Task to carry out ->
Transcribe the entries below without changing a word, and omit every picture.

Listed entries ->
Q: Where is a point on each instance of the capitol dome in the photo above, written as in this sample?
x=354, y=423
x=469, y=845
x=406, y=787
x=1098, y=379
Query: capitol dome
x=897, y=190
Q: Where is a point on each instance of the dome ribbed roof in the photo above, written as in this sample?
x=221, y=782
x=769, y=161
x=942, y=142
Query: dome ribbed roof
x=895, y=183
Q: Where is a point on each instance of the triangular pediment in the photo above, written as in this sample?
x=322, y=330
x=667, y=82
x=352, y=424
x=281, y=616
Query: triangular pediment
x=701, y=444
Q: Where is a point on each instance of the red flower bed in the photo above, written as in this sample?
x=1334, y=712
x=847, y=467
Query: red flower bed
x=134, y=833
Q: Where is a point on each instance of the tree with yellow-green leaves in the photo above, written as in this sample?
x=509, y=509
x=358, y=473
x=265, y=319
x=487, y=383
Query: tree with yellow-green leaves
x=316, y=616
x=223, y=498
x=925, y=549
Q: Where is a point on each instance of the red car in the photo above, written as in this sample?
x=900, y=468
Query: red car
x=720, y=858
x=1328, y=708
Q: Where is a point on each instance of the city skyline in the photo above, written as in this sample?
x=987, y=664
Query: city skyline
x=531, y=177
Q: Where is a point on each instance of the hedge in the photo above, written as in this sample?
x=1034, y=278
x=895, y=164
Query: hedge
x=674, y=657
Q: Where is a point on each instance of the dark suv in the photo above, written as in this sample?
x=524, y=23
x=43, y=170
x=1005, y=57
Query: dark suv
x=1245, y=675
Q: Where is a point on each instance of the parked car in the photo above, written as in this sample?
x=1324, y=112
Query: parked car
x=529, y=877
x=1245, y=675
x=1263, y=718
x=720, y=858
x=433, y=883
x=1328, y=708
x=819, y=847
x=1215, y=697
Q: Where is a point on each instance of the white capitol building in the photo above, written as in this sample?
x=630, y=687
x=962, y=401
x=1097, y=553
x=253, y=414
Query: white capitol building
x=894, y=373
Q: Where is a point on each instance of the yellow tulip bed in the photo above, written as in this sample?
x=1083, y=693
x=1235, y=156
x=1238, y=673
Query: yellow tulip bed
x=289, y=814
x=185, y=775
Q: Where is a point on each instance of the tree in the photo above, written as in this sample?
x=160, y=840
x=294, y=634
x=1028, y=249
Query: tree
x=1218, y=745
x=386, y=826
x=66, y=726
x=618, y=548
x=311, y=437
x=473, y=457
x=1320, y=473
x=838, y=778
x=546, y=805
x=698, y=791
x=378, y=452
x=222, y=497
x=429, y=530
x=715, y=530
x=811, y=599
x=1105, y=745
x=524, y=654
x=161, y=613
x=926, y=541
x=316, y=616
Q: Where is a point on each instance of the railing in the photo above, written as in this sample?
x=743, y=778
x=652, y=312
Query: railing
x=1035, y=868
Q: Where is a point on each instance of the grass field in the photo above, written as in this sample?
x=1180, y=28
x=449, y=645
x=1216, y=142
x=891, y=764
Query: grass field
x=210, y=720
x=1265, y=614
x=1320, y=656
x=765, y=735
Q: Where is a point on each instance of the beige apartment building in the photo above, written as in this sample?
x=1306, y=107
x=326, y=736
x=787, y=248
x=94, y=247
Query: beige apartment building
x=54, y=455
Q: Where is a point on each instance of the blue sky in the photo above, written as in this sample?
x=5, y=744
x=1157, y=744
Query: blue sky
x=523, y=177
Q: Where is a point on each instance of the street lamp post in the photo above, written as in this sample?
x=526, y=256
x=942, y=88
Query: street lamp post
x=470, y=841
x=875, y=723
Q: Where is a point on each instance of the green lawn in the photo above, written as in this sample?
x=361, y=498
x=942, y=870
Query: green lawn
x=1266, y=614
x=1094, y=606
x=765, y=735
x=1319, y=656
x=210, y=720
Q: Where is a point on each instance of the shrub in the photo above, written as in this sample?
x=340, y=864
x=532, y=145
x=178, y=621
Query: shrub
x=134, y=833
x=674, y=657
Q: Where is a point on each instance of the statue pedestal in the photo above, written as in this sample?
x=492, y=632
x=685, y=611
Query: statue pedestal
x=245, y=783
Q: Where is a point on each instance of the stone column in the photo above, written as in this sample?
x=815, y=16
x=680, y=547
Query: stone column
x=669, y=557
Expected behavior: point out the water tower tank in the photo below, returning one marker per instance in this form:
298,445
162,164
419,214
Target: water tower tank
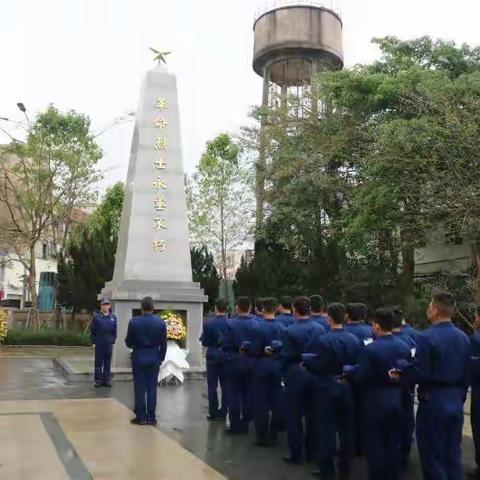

Written solution ->
Q: Where is a point on each instance of the capitol dome in the photo above, written as in this sample?
x=354, y=423
x=469, y=845
x=406, y=787
x=1098, y=379
Query: capitol dome
x=897, y=190
Q: Where is a point on each instance of the dome ribbed roof in the photo above, written as in this sample?
x=221, y=782
x=769, y=161
x=942, y=142
Query: dome ribbed roof
x=895, y=183
Q: Where is a point on each instance of the triangular pediment in the photo above, written as in this sample?
x=322, y=330
x=667, y=82
x=352, y=424
x=281, y=616
Query: triangular pediment
x=701, y=444
Q: Where is a point on each instance of the red flower bed in the photo above, written as in this sample?
x=1334, y=712
x=847, y=467
Query: red flower bed
x=134, y=833
Q: Where is a point on each instance of the tree with yellow-green leaves in the photo above, written as in this sample?
x=509, y=509
x=358, y=473
x=265, y=319
x=487, y=383
Query: tree with yellow-green leaves
x=316, y=616
x=223, y=498
x=925, y=549
Q: Where is a point on each instance of the red car in the photo above, written as in this sample?
x=900, y=468
Query: red car
x=720, y=858
x=1328, y=708
Q: Where is a point on each instance of the city skyline in the photo above, written as in this sample?
x=987, y=664
Query: city skyline
x=531, y=177
Q: Where is a point on each instance of the hedge in the photo above, written as in this sample?
x=1034, y=278
x=895, y=164
Query: hedge
x=674, y=657
Q: Where is a point on each instance of the dark suv in the photo above, written as in this sample?
x=524, y=23
x=43, y=170
x=1005, y=57
Query: dark suv
x=1245, y=675
Q: Where is a point on each instance of the parked car in the photo above, written as in this sample?
x=1324, y=112
Query: parked car
x=529, y=877
x=1245, y=675
x=1263, y=718
x=720, y=858
x=433, y=883
x=1328, y=708
x=819, y=847
x=1215, y=697
Q: Where is a point on each instance of the white capitol building in the photo above, written as in this sample?
x=630, y=687
x=962, y=401
x=1097, y=553
x=253, y=414
Query: white capitol building
x=894, y=373
Q: Where is a point on each instance of the yellow tulip bed in the photo above, written as in this sample?
x=1083, y=693
x=1235, y=156
x=1238, y=673
Query: yellow tulip bed
x=289, y=814
x=185, y=775
Q: Where is a point on each instance of the tree in the photo above, written as in this sample?
x=160, y=840
x=294, y=634
x=1028, y=249
Query: tree
x=1218, y=745
x=386, y=826
x=66, y=726
x=618, y=548
x=311, y=437
x=473, y=457
x=1320, y=473
x=838, y=778
x=546, y=805
x=698, y=791
x=378, y=452
x=222, y=497
x=429, y=530
x=715, y=530
x=811, y=599
x=1105, y=745
x=524, y=654
x=161, y=613
x=926, y=541
x=316, y=616
Q: Where is a point on each instance of the railing in the photo above, written as in this sample?
x=743, y=778
x=652, y=312
Query: railing
x=1035, y=868
Q: Where is a point on each instance of the grass field in the photo above, written as in this sample?
x=1180, y=28
x=449, y=645
x=1216, y=142
x=891, y=764
Query: grass field
x=210, y=720
x=1265, y=614
x=1320, y=656
x=765, y=735
Q: Where is a point on each instance of the beige apartment building in the photo above, written as in this sample?
x=1306, y=107
x=326, y=736
x=787, y=248
x=94, y=247
Query: beige apartment building
x=54, y=455
Q: Where is a point on each instance of the blue sky in the photo above, written as in this sample?
x=5, y=744
x=1157, y=744
Query: blue sky
x=523, y=177
Q: Where is a point on each instance of the street lamp post in the photo above, written as in this sample?
x=526, y=256
x=942, y=88
Query: street lamp post
x=470, y=841
x=875, y=723
Q: Where is a point on each instance of the green lawn in the photo above, written as in this sample?
x=361, y=498
x=942, y=870
Query: green lawn
x=1266, y=614
x=1094, y=606
x=765, y=735
x=1319, y=656
x=210, y=720
Q: Where is a point on each instance of the shrub in the photo above, written as in this sample?
x=340, y=864
x=532, y=145
x=178, y=621
Query: shrub
x=134, y=833
x=674, y=657
Q: Where is a point on each instance of the statue pedestal in the photo above, written as in this sample?
x=492, y=632
x=685, y=611
Query: statue pedestal
x=245, y=783
Q: Where is a point on each instance of the stone column in the photo above, written as in this sample?
x=815, y=16
x=680, y=547
Query: stone column
x=669, y=557
Expected behavior: point out the water tower tank in the photo below, returning one marker per instance in this form:
298,445
162,164
419,214
Target: water tower tank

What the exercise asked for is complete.